But the matter of finding a scapegoat for Jesus' death is of no real interest to the Gospel writers - and we should not be distracted by it either. The Gospels are much more interested in stressing Christ’s innocence than finding someone to blame.

And Jesus' innocence was beyond doubt. Not a single charge stuck. No two witnesses were consistent. Not a shred of damning evidence for any crime was produced. Nothing in cross examination added up.

Pilate would have been delighted to have been able to find Jesus guilty of something - anything; it would have kept the excitable rabble outside his palace quiet. He could have gone to bed and been done with it. But, the closer Pilate examined the case, the more persuaded he became that Jesus was being framed.

In all four Gospels, Pilate tries to reason with those baying for his blood. Wary of getting drawn into an internal Jewish squabble he doubtless had little appetite for, he tries on four occasions to avoid sentencing Jesus. At first, he just declares the case closed, finding the charges frivolous and a waste of his time.

When that doesn’t work, he tries to pass the buck to Herod who happened to be in town for the Passover. Let him sort his squabbling fanatics out. But Jesus didn't cooperate at all, completely blanking the vain, self-important fool who had stupidly executed his cousin John the Baptist.

When that doesn’t work, Pilate tries to bargain with those intent on doing away with Jesus, offering the obviously out of the question option of releasing a violent insurgent onto the streets instead.

When even that doesn’t work, he has Jesus beaten to within an inch of his life, hoping the Chief Priest and his cronies will agree that it's enough to make Jesus go away quietly. No chance.

Only when the mob blackmails Pilate with the threat of reporting him to Caesar for weakness and disloyalty does he give up and sign the death warrant they demand.

Never has anyone been so manifestly innocent. And yet never has a miscarriage of justice been so inevitable. No ingenious scheming or herculean effort could have stemmed the inexorable tide of events.

It wasn't an accident. Jesus had to go to the cross. Nothing could have stopped it. It was God’s sovereign resolve to proceed with the unthinkable. This is why he came.


The crucifixion itself makes upsetting reading. The positioning of a man's body on a cross made it difficult to breathe. The Victorian author Frederic Farrar described this graphically in his book Life of Christ: "A death by crucifixion seems to include dizziness, cramp, thirst, starvation, sleeplessness, traumatic fever, tetanus, shame, publicity of shame, long continuance of torment, horror of anticipation, mortification of untended wounds, all intensified just up to the point at which they can be endured at all, but all stopping just short of the point which would give to the suffer the relief of unconsciousness."

According to the prominent expert in forensic pathology Dr. Frederick Zugibe, the piercing of the median nerve of the hands with a nail can cause pain so incredible that even morphine is of little use, "severe, excruciating, burning pain, like electric shocks traversing the arm into the spinal cord." Rupturing the foot's plantar nerve with a nail would have a similarly unpleasant effect.

Such is the uniqueness of the pain and distress of suffering crucifixion, that the English language accommodated a new word in its vocabulary to adequately express that agony. We call unbearable suffering “excruciating” – ex meaning “from” or “out of” and cruci meaning “cross." Excruciating means “out of the cross.”

☆ ☆ ☆ ☆

> [Exercises to complete]:
a – From the crucifixion passage, print the part that opens with the words containing "In all four" and closes with "John the Baptist.".
b – According to the crucifixion passage, what threat finally makes Pilate sign Jesus' death warrant?
The material comes from a separate source, unrelated to the crucifixion passage.

> [Data block]:
☆ ☆ ☆ ☆

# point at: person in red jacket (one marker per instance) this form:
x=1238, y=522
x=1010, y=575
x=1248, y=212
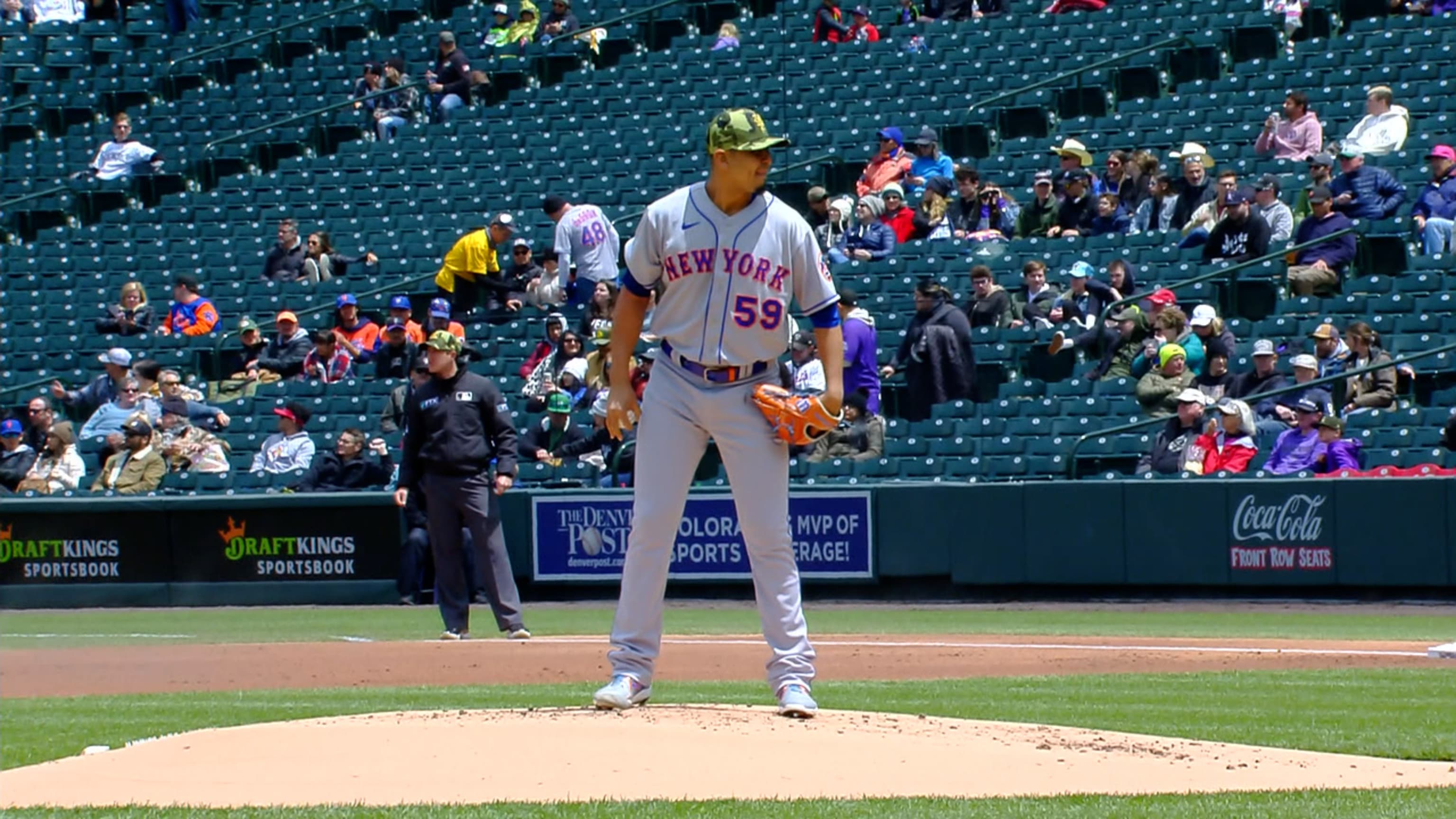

☆ ☆ ☆ ☆

> [Task results]:
a –
In all four Gospels, Pilate tries to reason with those baying for his blood. Wary of getting drawn into an internal Jewish squabble he doubtless had little appetite for, he tries on four occasions to avoid sentencing Jesus. At first, he just declares the case closed, finding the charges frivolous and a waste of his time.

When that doesn’t work, he tries to pass the buck to Herod who happened to be in town for the Passover. Let him sort his squabbling fanatics out. But Jesus didn't cooperate at all, completely blanking the vain, self-important fool who had stupidly executed his cousin John the Baptist.

b – The mob threatens to report him to Caesar for weakness and disloyalty.